STUDY MATERIAL START

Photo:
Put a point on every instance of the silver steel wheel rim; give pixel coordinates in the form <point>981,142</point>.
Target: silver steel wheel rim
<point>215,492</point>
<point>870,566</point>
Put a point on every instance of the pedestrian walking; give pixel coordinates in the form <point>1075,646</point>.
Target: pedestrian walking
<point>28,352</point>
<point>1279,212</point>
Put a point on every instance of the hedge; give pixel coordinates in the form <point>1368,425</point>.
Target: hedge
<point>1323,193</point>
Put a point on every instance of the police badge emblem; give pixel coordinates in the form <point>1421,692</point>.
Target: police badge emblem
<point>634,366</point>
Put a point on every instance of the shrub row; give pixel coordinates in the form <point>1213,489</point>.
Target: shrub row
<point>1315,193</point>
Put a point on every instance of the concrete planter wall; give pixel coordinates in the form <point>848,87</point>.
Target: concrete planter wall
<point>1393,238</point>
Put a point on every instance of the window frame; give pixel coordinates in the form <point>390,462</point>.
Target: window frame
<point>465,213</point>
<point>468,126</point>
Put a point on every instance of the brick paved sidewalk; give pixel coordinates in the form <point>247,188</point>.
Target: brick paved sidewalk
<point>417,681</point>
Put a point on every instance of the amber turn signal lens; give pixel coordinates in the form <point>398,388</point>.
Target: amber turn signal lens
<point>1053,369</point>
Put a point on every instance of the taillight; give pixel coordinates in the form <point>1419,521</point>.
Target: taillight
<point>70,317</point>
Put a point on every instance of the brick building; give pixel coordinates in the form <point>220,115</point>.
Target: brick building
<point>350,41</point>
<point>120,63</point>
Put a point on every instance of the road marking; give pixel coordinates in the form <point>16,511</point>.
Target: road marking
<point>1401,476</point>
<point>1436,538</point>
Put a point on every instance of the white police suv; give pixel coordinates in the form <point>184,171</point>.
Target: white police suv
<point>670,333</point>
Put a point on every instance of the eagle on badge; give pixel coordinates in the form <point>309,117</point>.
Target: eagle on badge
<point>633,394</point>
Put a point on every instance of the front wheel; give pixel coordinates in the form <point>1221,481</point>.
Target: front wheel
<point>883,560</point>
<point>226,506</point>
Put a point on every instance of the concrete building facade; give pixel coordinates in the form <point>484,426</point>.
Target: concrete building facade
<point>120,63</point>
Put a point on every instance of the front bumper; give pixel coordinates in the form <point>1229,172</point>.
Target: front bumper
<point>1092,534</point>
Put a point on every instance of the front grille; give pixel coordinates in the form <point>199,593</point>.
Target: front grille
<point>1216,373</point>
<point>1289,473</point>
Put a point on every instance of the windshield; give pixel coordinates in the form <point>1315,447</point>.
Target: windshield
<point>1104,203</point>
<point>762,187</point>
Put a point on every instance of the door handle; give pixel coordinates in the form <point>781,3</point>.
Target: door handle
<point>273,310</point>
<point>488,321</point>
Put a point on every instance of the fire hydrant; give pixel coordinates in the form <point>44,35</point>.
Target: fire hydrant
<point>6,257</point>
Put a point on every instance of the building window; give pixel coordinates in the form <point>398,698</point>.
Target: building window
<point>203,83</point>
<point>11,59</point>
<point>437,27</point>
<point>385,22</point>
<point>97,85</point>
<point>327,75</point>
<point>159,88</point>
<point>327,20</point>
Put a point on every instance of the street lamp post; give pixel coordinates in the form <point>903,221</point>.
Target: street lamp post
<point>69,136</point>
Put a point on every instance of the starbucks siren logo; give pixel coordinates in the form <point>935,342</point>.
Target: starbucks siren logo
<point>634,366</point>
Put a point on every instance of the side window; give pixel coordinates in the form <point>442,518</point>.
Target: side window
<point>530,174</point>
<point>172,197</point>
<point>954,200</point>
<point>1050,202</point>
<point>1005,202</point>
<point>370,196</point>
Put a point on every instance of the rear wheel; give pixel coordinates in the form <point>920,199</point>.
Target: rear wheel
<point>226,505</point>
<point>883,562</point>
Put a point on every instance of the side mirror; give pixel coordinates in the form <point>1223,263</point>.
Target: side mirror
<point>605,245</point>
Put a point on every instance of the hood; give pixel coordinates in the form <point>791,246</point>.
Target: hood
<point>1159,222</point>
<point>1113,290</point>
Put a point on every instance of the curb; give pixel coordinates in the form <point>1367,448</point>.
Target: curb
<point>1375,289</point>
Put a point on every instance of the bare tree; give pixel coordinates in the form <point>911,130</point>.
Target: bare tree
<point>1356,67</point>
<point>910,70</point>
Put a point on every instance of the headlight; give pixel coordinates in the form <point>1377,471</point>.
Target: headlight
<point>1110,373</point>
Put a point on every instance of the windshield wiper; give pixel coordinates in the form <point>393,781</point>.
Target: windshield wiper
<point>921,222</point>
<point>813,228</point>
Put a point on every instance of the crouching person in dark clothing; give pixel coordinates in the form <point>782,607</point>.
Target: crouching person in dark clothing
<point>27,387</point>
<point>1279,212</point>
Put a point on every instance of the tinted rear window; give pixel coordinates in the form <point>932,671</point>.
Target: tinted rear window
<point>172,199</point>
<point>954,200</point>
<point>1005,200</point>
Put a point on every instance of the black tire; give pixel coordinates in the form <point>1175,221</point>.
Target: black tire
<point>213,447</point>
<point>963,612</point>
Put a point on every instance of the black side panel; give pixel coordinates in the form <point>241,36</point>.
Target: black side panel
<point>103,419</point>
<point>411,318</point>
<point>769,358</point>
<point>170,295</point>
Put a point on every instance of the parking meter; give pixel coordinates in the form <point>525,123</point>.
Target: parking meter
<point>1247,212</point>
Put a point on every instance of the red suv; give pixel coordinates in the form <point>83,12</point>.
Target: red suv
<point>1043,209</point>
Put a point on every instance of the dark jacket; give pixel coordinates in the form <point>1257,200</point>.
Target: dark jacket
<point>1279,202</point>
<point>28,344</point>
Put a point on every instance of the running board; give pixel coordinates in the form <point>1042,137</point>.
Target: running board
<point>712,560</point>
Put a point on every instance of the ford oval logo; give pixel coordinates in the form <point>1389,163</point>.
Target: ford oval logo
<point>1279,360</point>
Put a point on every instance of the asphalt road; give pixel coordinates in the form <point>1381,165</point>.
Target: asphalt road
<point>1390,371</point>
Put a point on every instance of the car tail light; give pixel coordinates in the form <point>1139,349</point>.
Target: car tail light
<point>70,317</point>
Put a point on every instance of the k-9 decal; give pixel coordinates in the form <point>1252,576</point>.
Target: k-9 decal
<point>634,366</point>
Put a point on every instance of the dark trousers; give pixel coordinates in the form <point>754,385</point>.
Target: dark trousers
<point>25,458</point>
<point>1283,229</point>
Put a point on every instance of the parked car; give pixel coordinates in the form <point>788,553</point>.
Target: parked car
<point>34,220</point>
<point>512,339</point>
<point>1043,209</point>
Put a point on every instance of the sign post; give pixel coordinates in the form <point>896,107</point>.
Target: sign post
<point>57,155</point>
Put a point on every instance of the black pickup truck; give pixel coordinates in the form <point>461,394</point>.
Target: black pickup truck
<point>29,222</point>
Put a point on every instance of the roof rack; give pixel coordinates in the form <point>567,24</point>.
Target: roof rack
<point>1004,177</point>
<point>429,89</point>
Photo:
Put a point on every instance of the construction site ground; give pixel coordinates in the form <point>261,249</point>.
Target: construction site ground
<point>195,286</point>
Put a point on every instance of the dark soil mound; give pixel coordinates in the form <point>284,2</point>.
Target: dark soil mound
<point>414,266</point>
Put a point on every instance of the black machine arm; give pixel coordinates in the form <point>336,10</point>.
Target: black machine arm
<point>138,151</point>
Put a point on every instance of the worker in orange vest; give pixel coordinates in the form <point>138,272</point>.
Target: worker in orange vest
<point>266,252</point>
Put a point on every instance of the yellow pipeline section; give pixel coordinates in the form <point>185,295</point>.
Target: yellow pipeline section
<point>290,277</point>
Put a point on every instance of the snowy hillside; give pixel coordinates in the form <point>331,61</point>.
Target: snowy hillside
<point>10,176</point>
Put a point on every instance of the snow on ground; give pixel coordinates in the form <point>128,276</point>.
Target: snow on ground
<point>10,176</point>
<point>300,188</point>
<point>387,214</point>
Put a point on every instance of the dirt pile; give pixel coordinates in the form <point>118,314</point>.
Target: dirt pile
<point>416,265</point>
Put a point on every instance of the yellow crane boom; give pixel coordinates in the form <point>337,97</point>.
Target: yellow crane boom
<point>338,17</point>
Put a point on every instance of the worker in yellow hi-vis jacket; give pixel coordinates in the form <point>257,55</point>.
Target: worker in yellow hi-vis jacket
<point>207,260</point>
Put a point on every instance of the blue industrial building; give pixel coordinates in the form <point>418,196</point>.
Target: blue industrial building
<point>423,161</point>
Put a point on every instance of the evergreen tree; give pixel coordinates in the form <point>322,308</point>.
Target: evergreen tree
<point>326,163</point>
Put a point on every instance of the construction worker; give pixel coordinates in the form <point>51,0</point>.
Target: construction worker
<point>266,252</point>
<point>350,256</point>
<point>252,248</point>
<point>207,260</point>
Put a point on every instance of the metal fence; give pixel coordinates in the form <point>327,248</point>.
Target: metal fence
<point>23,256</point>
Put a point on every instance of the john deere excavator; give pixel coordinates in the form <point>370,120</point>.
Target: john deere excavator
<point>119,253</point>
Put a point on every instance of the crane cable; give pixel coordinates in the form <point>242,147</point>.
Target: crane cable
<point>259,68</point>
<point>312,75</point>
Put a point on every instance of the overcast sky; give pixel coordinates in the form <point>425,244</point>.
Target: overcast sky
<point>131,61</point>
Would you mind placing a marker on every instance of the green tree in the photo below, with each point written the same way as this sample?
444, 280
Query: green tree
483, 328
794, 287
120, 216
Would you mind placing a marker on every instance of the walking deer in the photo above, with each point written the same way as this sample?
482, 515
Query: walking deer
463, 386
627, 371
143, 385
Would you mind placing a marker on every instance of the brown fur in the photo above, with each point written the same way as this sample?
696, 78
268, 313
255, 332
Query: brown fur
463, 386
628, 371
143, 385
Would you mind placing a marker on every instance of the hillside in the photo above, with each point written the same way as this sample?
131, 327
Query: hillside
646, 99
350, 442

STUDY MATERIAL END

WHAT YOU ARE ASKED TO DO
Lines holding the word "this" are the answer; copy every one from the records above.

EXERCISE RESULT
Would you mind placing a marker on every instance of the green tree in the photo below, with each point written the same way as this sample?
Would you mind placing a marker on every instance of the walking deer in the photo above, with each point written the same way as this sample?
Would you mind placing a marker on every instance of the brown fur in the photo above, with each point written the same way as this sample?
Would you mind placing a marker on every instance of the hillside in the photo above, with each point written the same way as this sample?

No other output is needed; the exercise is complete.